▶ _WHAT THIS TASK INVOLVES_
Repeat exactly, and only, the lines from the one containing "Every instance of the rectangular" through the end of the records.
[Start of RECORDS FOR THE TASK]
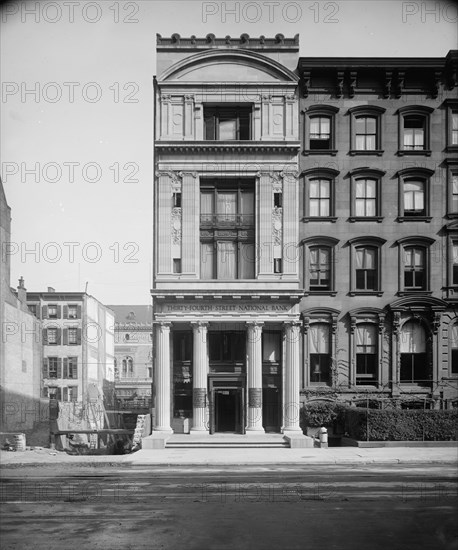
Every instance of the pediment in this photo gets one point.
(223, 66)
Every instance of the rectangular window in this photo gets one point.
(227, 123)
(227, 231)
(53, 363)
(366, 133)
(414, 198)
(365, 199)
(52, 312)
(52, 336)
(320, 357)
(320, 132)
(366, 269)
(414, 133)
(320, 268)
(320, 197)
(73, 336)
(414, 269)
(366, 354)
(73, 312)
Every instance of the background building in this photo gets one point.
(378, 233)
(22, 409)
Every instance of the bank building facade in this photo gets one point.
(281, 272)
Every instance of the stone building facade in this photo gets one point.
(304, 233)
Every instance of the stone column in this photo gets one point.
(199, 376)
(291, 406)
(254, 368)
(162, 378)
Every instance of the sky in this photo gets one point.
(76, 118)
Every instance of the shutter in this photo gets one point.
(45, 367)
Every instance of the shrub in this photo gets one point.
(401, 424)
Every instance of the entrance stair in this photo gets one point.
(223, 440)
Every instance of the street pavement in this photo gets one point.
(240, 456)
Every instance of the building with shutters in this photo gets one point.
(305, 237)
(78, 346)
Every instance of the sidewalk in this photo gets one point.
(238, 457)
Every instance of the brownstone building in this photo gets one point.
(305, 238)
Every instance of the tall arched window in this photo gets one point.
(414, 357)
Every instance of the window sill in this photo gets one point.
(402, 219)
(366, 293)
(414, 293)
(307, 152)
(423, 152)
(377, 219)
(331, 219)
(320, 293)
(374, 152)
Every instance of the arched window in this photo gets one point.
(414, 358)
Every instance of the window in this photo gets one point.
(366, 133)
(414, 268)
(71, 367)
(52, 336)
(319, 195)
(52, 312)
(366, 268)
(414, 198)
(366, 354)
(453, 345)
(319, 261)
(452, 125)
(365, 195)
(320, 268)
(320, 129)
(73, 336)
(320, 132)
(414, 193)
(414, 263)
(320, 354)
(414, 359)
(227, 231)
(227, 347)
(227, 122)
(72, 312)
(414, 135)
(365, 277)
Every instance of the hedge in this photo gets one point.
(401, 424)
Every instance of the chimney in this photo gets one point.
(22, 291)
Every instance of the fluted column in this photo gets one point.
[End of RECORDS FOR THE TASK]
▶ _RESULT OF THE EXERCISE_
Every instance of the rectangular window in this photo gets one point.
(227, 123)
(227, 231)
(53, 363)
(366, 133)
(414, 198)
(365, 199)
(52, 312)
(52, 336)
(320, 357)
(320, 132)
(366, 269)
(414, 133)
(320, 268)
(320, 197)
(73, 336)
(414, 269)
(366, 354)
(73, 312)
Every instance of the background building in this photo gets one point.
(378, 233)
(22, 409)
Every instance of the bank building facade in this photo gets one point.
(281, 272)
Every instance of the stone building facade in this photo gets one point.
(304, 233)
Every instance of the stone column in this photo gets one point.
(199, 376)
(291, 406)
(254, 368)
(162, 378)
Every instance of the sky in this photo gets one point.
(76, 118)
Every instance of the shutter in this photo gets one point.
(45, 367)
Every instance of the shrub in this photo gets one point.
(401, 424)
Every instance of the entrance stair in this photo gets one point.
(223, 440)
Every instance of the street pavement in this photo gets one point.
(240, 456)
Every instance of the building with shutters in this photo gets one point.
(305, 237)
(78, 346)
Every instance of the sidewalk in this photo gets one point.
(238, 457)
Every instance of the brownstone building in this photo gets one point.
(305, 238)
Every instance of the tall arched window in this photo gets one point.
(414, 357)
Every instance of the window sill in this photo gets one point.
(402, 219)
(366, 293)
(414, 293)
(307, 152)
(423, 152)
(377, 219)
(331, 219)
(320, 293)
(374, 152)
Every instance of the arched window in this photo gets one point.
(414, 358)
Every instance of the window in this photo gets one point.
(366, 133)
(414, 268)
(71, 367)
(52, 336)
(319, 195)
(52, 312)
(366, 268)
(414, 198)
(366, 354)
(453, 345)
(319, 261)
(452, 125)
(365, 195)
(320, 268)
(320, 129)
(73, 336)
(320, 132)
(414, 193)
(414, 263)
(320, 354)
(414, 359)
(227, 231)
(227, 347)
(227, 122)
(72, 312)
(414, 135)
(365, 277)
Every instance of the hedge in this photo gets one point.
(401, 424)
Every instance of the chimney in this photo gets one point.
(22, 291)
Every instance of the fluted column in this photo gets one point.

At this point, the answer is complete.